Список заданий:
**1.** Ответьте по отрывку о маккартизме на три вопроса:
(a) Кто в описанных процедурах обвинения и покаяния выступал в роли потерпевшего?
(b) За что Ринг Ларднер-младший попал за решетку?
(c) Кто, согласно отрывку, в итоге сверг Маккарти?
**2.** Назовите всех людей, которые упомянуты в отрывке о маккартизме по фамилии.

Меня же в этом интересовало то, что было сокрыто от взгляда, — акт невидимого духовного перерождения личности. Процедуры обвинения и покаяния были организованы по хорошо известным законам инквизиции, только в роли потерпевшего теперь выступал не Господь со своими служителями, а Комиссия Конгресса. (К тому же ряд ее членов отличался вопиющей аморальностью, вроде Дж. Томаса, чья ненависть к коммунизму соперничала с его корыстолюбием, за что он вскоре оказался в федеральной тюрьме, где рядом с ним отбывал срок Ринг Ларднер-младший, попавший за решетку за оскорбление Конгресса, то есть за отказ отвечать на вопросы того же самого Томаса.) Мы вступили в область антропологии и сновидений, где политические лозунги не имели никакой силы. Политика слишком рассудочна, чтобы рассеять сумрак подземелья общественного сознания, где над затянутым паутиной пространством предательства и неистовой злобы довлеют тайные необъяснимые низменные страхи. Волна маккартизма только поднималась, и трудно было предположить, что она выйдет из-под контроля президента и будет нарастать до тех пор, пока Маккарти не посягнет на авторитет достопочтенных генералов и армия не свергнет его самого.

Листинг:
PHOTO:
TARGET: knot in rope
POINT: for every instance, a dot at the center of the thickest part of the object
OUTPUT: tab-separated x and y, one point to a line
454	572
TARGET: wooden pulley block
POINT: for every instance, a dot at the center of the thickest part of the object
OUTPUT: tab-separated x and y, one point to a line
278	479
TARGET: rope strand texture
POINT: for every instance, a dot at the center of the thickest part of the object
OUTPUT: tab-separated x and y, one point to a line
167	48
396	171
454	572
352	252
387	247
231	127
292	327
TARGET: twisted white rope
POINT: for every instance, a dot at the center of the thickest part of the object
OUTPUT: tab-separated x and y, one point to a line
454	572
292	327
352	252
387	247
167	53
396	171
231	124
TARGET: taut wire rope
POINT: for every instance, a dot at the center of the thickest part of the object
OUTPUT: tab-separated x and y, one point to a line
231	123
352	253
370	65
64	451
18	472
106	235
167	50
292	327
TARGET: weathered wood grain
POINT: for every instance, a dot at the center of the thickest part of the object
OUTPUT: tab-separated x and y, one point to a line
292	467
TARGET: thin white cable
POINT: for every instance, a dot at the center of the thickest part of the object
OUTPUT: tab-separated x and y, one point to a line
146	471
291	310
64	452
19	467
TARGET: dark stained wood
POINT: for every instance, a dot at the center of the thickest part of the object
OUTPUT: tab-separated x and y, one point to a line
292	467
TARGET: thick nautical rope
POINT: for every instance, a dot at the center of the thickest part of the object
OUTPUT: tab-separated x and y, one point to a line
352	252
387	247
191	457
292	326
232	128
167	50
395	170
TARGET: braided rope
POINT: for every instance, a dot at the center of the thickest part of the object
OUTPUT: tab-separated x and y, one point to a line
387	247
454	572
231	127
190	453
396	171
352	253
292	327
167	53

Полные решения:
**1.**
(a) Комиссия Конгресса.
(b) За оскорбление Конгресса, то есть за отказ отвечать на вопросы Томаса.
(c) Армия.

**2.** Дж. Томас, Ринг Ларднер-младший, Маккарти.